GIVEN INSTRUCTION:
Return all of the data exactly as given.

Region annotation entries:
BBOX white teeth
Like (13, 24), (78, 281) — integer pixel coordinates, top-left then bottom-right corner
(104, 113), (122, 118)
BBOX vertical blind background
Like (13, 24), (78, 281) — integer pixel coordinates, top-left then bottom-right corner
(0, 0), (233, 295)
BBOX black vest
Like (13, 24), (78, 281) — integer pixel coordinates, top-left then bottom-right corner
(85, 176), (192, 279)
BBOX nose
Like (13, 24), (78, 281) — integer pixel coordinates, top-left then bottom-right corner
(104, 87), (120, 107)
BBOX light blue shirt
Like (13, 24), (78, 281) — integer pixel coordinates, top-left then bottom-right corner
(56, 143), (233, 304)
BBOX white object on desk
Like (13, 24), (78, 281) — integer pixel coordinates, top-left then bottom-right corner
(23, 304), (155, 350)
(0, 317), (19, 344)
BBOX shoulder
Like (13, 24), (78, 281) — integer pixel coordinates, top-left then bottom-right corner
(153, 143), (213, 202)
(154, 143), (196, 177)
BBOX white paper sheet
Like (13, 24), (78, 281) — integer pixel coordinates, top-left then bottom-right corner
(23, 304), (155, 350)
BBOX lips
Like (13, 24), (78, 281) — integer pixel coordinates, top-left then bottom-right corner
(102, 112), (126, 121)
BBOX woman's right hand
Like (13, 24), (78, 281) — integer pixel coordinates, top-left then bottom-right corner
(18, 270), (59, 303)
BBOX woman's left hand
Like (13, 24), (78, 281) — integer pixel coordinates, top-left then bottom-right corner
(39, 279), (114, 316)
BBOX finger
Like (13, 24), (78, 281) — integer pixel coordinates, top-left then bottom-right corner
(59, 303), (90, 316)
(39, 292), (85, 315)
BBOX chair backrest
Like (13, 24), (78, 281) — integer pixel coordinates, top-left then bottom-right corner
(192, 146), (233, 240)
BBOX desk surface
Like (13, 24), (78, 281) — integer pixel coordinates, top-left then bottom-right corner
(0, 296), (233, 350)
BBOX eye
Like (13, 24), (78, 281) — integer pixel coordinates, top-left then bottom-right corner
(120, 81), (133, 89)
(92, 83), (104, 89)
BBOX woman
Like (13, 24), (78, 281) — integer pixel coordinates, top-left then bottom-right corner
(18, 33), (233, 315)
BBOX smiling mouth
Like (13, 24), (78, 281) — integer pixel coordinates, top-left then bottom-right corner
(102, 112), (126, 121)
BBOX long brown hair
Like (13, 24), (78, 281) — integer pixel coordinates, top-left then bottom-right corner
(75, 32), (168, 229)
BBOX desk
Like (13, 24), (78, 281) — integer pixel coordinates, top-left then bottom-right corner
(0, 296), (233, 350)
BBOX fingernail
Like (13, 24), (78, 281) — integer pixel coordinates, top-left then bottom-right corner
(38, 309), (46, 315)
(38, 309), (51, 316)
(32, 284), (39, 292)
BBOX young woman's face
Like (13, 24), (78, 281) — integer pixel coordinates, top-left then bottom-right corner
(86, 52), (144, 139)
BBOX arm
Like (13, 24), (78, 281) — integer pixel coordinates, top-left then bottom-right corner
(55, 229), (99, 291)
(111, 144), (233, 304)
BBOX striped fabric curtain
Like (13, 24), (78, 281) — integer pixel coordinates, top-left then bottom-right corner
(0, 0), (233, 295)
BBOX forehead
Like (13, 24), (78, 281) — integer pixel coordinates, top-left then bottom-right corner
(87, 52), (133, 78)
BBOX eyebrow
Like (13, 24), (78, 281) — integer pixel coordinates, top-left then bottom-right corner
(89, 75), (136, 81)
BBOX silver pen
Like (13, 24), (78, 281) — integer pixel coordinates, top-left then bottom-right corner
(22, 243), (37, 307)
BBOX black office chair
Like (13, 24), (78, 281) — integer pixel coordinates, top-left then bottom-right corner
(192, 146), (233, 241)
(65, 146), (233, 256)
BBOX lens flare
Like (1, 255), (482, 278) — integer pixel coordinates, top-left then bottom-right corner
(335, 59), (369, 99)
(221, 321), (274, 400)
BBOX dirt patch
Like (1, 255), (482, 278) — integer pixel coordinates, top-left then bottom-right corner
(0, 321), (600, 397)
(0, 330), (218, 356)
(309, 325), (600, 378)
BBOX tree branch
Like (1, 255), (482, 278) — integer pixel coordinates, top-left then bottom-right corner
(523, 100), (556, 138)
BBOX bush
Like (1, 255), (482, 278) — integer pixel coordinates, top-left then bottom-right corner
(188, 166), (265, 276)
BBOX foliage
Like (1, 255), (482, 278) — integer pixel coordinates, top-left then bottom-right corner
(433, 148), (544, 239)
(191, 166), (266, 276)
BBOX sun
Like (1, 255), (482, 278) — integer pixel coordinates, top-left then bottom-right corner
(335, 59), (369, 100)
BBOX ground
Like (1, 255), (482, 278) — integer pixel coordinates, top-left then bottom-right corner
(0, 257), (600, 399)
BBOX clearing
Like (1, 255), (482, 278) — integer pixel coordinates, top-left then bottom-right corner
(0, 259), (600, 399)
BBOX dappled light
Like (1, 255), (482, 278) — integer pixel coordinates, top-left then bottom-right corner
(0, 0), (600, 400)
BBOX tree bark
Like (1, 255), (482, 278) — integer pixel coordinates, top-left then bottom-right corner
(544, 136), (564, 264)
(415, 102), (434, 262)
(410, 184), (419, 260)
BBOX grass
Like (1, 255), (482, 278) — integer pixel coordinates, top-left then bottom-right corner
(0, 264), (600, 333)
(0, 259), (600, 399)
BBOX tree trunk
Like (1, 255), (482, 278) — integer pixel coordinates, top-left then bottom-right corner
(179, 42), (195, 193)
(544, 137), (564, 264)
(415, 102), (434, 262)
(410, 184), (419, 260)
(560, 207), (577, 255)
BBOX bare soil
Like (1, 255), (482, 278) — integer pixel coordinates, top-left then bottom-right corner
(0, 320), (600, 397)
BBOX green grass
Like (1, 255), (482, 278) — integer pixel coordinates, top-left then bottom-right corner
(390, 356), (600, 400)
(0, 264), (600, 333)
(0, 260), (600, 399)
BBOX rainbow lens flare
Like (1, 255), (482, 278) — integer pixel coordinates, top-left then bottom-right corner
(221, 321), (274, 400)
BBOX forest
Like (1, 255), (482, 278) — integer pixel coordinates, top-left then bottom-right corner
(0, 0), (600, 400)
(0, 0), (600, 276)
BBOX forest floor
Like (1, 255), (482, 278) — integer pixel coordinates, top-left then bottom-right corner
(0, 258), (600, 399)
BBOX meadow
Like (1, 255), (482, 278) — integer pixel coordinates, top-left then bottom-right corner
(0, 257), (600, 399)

OUTPUT FOR THIS EXERCISE:
BBOX white teeth
Like (13, 24), (78, 281) — integer pixel coordinates, top-left then bottom-right corner
(104, 113), (122, 118)
BBOX vertical blind background
Like (13, 24), (78, 281) — integer pixel coordinates, top-left then bottom-right corner
(0, 0), (233, 295)
BBOX black vest
Like (13, 24), (78, 281) — integer pixel coordinates, top-left then bottom-right corner
(85, 176), (192, 279)
BBOX nose
Like (13, 24), (78, 281) — integer pixel coordinates, top-left then bottom-right corner
(104, 87), (120, 107)
BBOX light blue shirt
Like (13, 24), (78, 281) — integer pixel coordinates, top-left then bottom-right corner
(56, 143), (233, 304)
BBOX white object on desk
Like (13, 24), (78, 281) — integer pixel coordinates, top-left then bottom-right corner
(23, 304), (155, 350)
(0, 317), (19, 344)
BBOX shoulder
Like (13, 24), (78, 281) — integer pixel coordinates, top-left then bottom-right corner
(153, 143), (213, 202)
(154, 143), (196, 177)
BBOX white paper sheet
Like (13, 24), (78, 281) — integer pixel coordinates, top-left then bottom-right corner
(23, 304), (155, 350)
BBOX lips
Like (13, 24), (78, 281) — integer pixel coordinates, top-left then bottom-right corner
(102, 112), (126, 121)
BBOX woman's right hand
Like (13, 24), (78, 281) — integer pixel coordinates, top-left then bottom-right corner
(18, 270), (59, 303)
BBOX woman's left hand
Like (13, 24), (78, 281) — integer pixel coordinates, top-left then bottom-right corner
(39, 279), (114, 316)
BBOX finger
Like (13, 24), (78, 281) — integer pixel coordinates, top-left then bottom-right corner
(59, 303), (90, 316)
(39, 292), (85, 315)
BBOX chair backrest
Like (13, 24), (78, 281) — integer pixel coordinates, top-left then bottom-right corner
(192, 146), (233, 240)
BBOX desk surface
Like (13, 24), (78, 281) — integer pixel coordinates, top-left then bottom-right corner
(0, 296), (233, 350)
BBOX eye
Like (13, 24), (78, 281) — integer pixel coordinates, top-left then bottom-right corner
(120, 81), (133, 89)
(92, 83), (104, 89)
BBOX woman
Like (13, 24), (78, 281) — integer pixel coordinates, top-left then bottom-right corner
(18, 33), (233, 315)
BBOX smiling mouth
Like (13, 24), (78, 281) — integer pixel coordinates, top-left then bottom-right corner
(102, 112), (126, 121)
BBOX long brown hair
Like (13, 24), (78, 281) — integer pixel coordinates, top-left then bottom-right corner
(75, 32), (168, 229)
BBOX desk
Like (13, 24), (78, 281) — integer pixel coordinates, top-left then bottom-right corner
(0, 296), (233, 350)
BBOX fingernail
Like (13, 24), (78, 281) — integer pixel coordinates, top-left then bottom-right corner
(38, 309), (46, 315)
(38, 309), (51, 316)
(32, 284), (39, 292)
BBOX young woman's face
Like (13, 24), (78, 281) — integer pixel coordinates, top-left then bottom-right corner
(86, 52), (144, 139)
BBOX arm
Like (13, 24), (78, 281) — integer pixel coordinates, top-left then bottom-right corner
(55, 229), (99, 291)
(111, 144), (233, 304)
BBOX striped fabric curtain
Like (13, 24), (78, 281) — integer pixel coordinates, top-left then bottom-right corner
(0, 0), (233, 295)
BBOX forehead
Like (13, 24), (78, 281) — integer pixel coordinates, top-left then bottom-right corner
(87, 52), (133, 78)
BBOX eyebrow
Like (13, 24), (78, 281) — integer pixel coordinates, top-left then bottom-right corner
(89, 75), (136, 81)
BBOX silver pen
Like (13, 24), (78, 281) — integer pixel coordinates, top-left then bottom-right corner
(22, 243), (37, 307)
BBOX black office chair
Like (13, 24), (78, 281) — integer pixel coordinates, top-left then bottom-right corner
(192, 146), (233, 241)
(65, 146), (233, 256)
BBOX lens flare
Like (1, 255), (482, 278) — integer pixel coordinates, top-left then bottom-right corner
(335, 59), (369, 99)
(221, 321), (274, 400)
BBOX dirt patch
Like (1, 255), (482, 278) — integer pixel coordinates, top-left then bottom-right corner
(0, 321), (600, 397)
(0, 330), (218, 356)
(309, 325), (600, 378)
BBOX tree branch
Like (1, 255), (482, 278) — integer pixel coordinates, top-left then bottom-right corner
(523, 100), (556, 138)
BBOX bush
Like (1, 255), (482, 278) — integer pixel coordinates, top-left then bottom-right corner
(188, 166), (265, 276)
BBOX foliage
Like (1, 255), (482, 278) — integer pixel coordinates, top-left then bottom-right corner
(433, 148), (544, 239)
(191, 166), (266, 276)
BBOX sun
Like (1, 255), (482, 278) — integer pixel coordinates, top-left then bottom-right corner
(335, 59), (369, 100)
BBOX ground
Like (1, 255), (482, 278) — integer pixel coordinates, top-left then bottom-right corner
(0, 257), (600, 399)
BBOX clearing
Like (1, 255), (482, 278) — integer pixel coordinates, top-left then bottom-right corner
(0, 259), (600, 399)
BBOX dappled light
Like (1, 255), (482, 278) — integer pixel coordinates, top-left then bottom-right corner
(0, 0), (600, 400)
BBOX tree bark
Like (1, 255), (482, 278) — integer pixel coordinates, top-left then bottom-right corner
(544, 136), (564, 264)
(415, 102), (434, 262)
(410, 184), (419, 260)
BBOX grass
Like (1, 255), (482, 278) — integer pixel coordinates, top-left then bottom-right corner
(0, 264), (600, 333)
(0, 259), (600, 399)
BBOX tree trunk
Like (1, 255), (482, 278) — integer pixel coordinates, top-left then bottom-right corner
(179, 42), (195, 193)
(544, 137), (564, 264)
(415, 102), (434, 262)
(410, 184), (419, 260)
(560, 207), (577, 255)
BBOX bare soil
Like (1, 255), (482, 278) — integer pixel coordinates, top-left then bottom-right corner
(0, 320), (600, 397)
BBOX green grass
Like (1, 255), (482, 278) — integer pixel coordinates, top-left then bottom-right corner
(390, 356), (600, 400)
(0, 264), (600, 333)
(0, 260), (600, 399)
BBOX rainbow lens flare
Like (1, 255), (482, 278) — integer pixel coordinates, top-left then bottom-right corner
(221, 321), (274, 400)
BBOX forest
Like (1, 255), (482, 278) — integer pixel coordinates, top-left then bottom-right corner
(0, 0), (600, 400)
(0, 0), (600, 276)
BBOX forest floor
Like (1, 255), (482, 278) — integer pixel coordinates, top-left then bottom-right corner
(0, 258), (600, 399)
BBOX meadow
Like (1, 255), (482, 278) — integer pixel coordinates, top-left then bottom-right corner
(0, 257), (600, 399)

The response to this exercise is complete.